= TO DO =
**a)** In the larceny case summary, which statute section deals with the larceny of domestic animals?
**b)** Continue the larceny case summary from its final headnote.

= TEXT SECTION =
◆ ◆ ◆ ◆ ◆
In McDaniels v. State, 1943, 77 Okla. Cr. 84, 139 P.2d 191, the court considered the meaning of the word "steal" as used, undefined, in a larceny statute.Summary of this case from State v. Paris
June 16, 1943.
1. Larceny — One in Legal Possession of Property Taken Properly Regarded as "Owner". The actual status of the legal title to stolen property is no concern of the party charged with the theft thereof. So far as he is concerned, one may be taken as the owner who is in possession of the property and whose possession was unlawfully disturbed by the taking.
2. Same — Instruction Held Proper. The trial court did not err in giving an instruction based upon the proposition that one in possession of personal property had such title thereto as would justify a charge of larceny against a person who unlawfully stole the same.
3. Same — General Larceny Statute and Statute on Larceny of Domestic Animals Distinguished as to Proof Required as to Felonious Intent. The general larceny statute of this state, section 2253, O.S. 1931, Tit. 21 O.S.A. 1941 § 1701[ 21-1701], defines larceny as follows: "Larceny is the taking of personal property accomplished by fraud or stealth, and with intent to deprive another thereof." Section 2267, O.S. 1931, Tit. 21 O.S.A. 1941 § 1716[ 21-1716], deals with the larceny of domestic animals.
4. Same. These statutes create separate and distinct offenses. To support a conviction under the statute on the larceny of domestic animals, it is necessary to prove a felonious intent on the part of the taker to deprive the owner thereof, and to convert the same to his (the taker's) own use, which specific proof is not necessary under the general larceny statute.
5. Same — "Steal" Used in Statute on Larceny of Domestic Animals Used in Common-Law Meaning. The word "steal," which is used in the statute on larceny of domestic animals, is not defined by statute and therefore is used in its common-law meaning.
6. Same. When the word "steal" is used it means to take and carry away the property of another, with the felonious intent to deprive the owner thereof, and to appropriate the same to one's own use.
7. Trial — Omission of Word "Felonious" From Instruction not Fatal Where Word "Steal" Employed in Statute Is Used. The omission of the word "felonious" from an instruction is not a fatal defect, if words of equivalent meaning are used, or if the element of felonious intent is otherwise sufficiently expressed. The use of the word "steal" in an instruction, where the statute uses this term, carries with it the meaning of felonious intent.
8. Appeal and Error — Harmless Error in Instructions. In construing and applying sec. 3206, O.S. 1931, Tit. 22 O.S.A. 1941 § 1068[ 22-1068], this court has often held that although an instruction may be erroneous, the case will not be reversed unless upon an examination of the entire record it is found that the defendant was prejudiced by the instruction given, or that the error complained of has probably resulted in a miscarriage of justice or constitutes a substantial violation of a constitutional or statutory right.
◆ ◆ ◆ ◆ ◆
= SUPPLIED RECORDS =

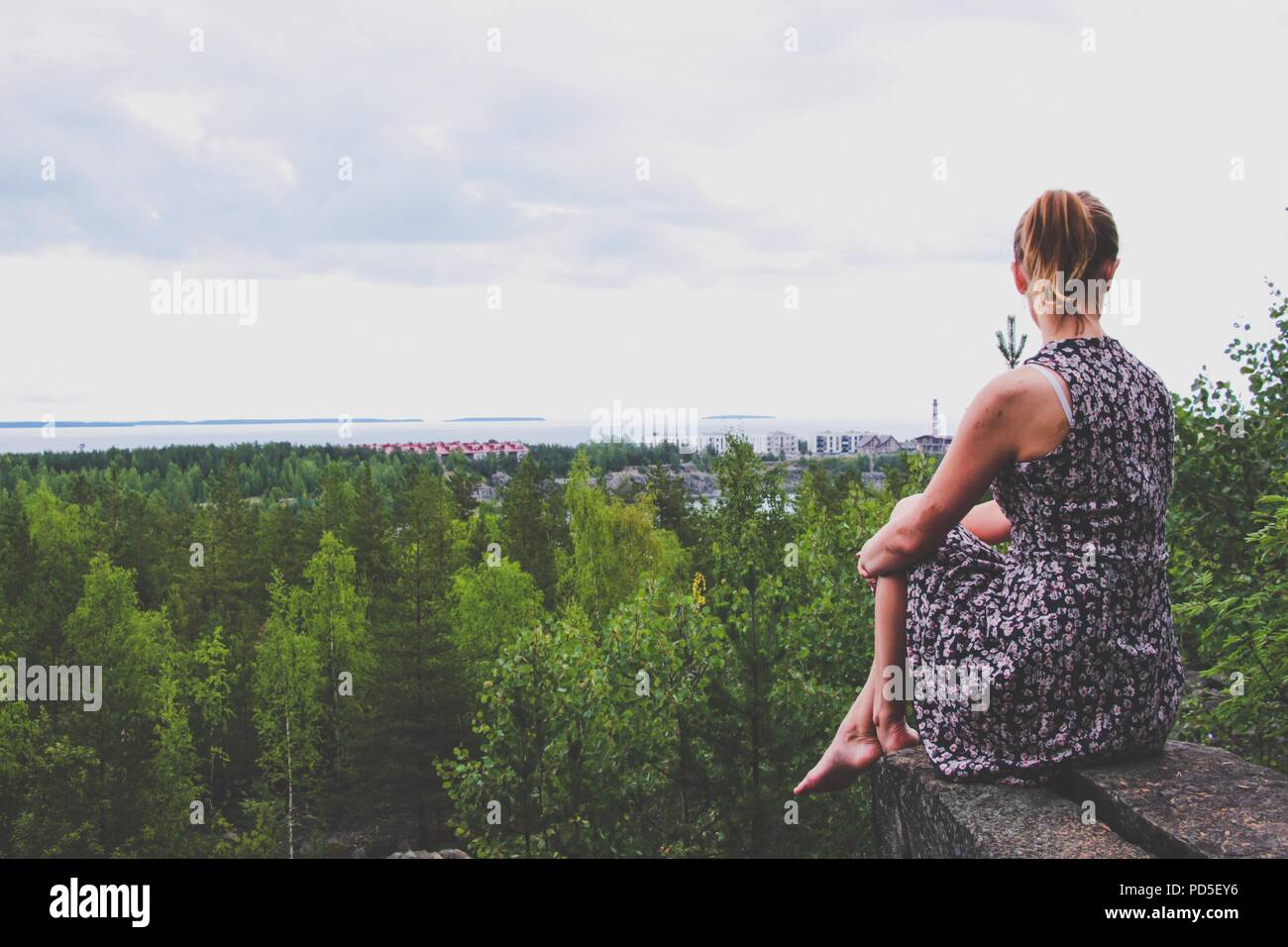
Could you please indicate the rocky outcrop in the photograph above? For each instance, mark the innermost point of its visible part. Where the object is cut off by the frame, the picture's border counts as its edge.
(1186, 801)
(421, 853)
◆ ◆ ◆ ◆ ◆
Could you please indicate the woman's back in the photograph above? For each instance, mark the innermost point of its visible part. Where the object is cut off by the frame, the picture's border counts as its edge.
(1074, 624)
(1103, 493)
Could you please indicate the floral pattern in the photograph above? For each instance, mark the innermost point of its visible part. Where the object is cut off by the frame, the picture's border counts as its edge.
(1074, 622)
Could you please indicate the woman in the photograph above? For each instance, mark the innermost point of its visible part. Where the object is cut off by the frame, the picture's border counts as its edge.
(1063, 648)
◆ ◆ ◆ ◆ ◆
= RESULTS FOR EACH TASK =
**a)** Section 2267, O.S. 1931, Tit. 21 O.S.A. 1941 § 1716.

**b)**
9. Larceny — Conviction for Larceny of Livestock Sustained. Record examined, and found that defendant had a fair and impartial trial and the facts justify the judgment and sentence rendered.
Appeal from District Court, Osage County; Hugh C. Jones, Judge.
Elmer McDaniels was convicted of the larceny of livestock, and he appeals. Affirmed.
Carl C. Weaver, of Pawhuska, for plaintiff in error.
Mac Q. Williamson, Atty. Gen., Jess L. Pullen, Asst. Atty. Gen., and Sim T. Carman, Co. Atty., of Pawhuska, for defendant in error.
Defendant, Elmer McDaniels, was charged jointly with Charley Beck in the district court of Osage county, Okla., with the crime of larceny of livestock, to-wit: one gray mare and one iron gray horse; was tried, convicted and sentenced to serve three years in the State Penitentiary, and has appealed.
This case grew out of the theft of the above described property from Oscar Miller, in Osage county, on or about the 1st day of December, 1940.
For a reversal of the case, it is contended, (1) that there was a material variance in the information and the evidence offered by the state; (2) that the court erred in giving instruction No. 7; and (3) that the court erred in refusing to give a certain requested instruction, and in giving instruction No. 5.
The first assignment of error is based upon the fact that the evidence of the state was that the horses alleged to have been stolen were not the property of Oscar Miller, but were owned by his mother. Oscar Miller had traded a cow belonging to his mother for the two horses, had possession of them at the time they were stolen, was using them for the purpose of farming, and the evidence showed that he not only had possession of the horses but that he had the right to dispose of them if he so desired.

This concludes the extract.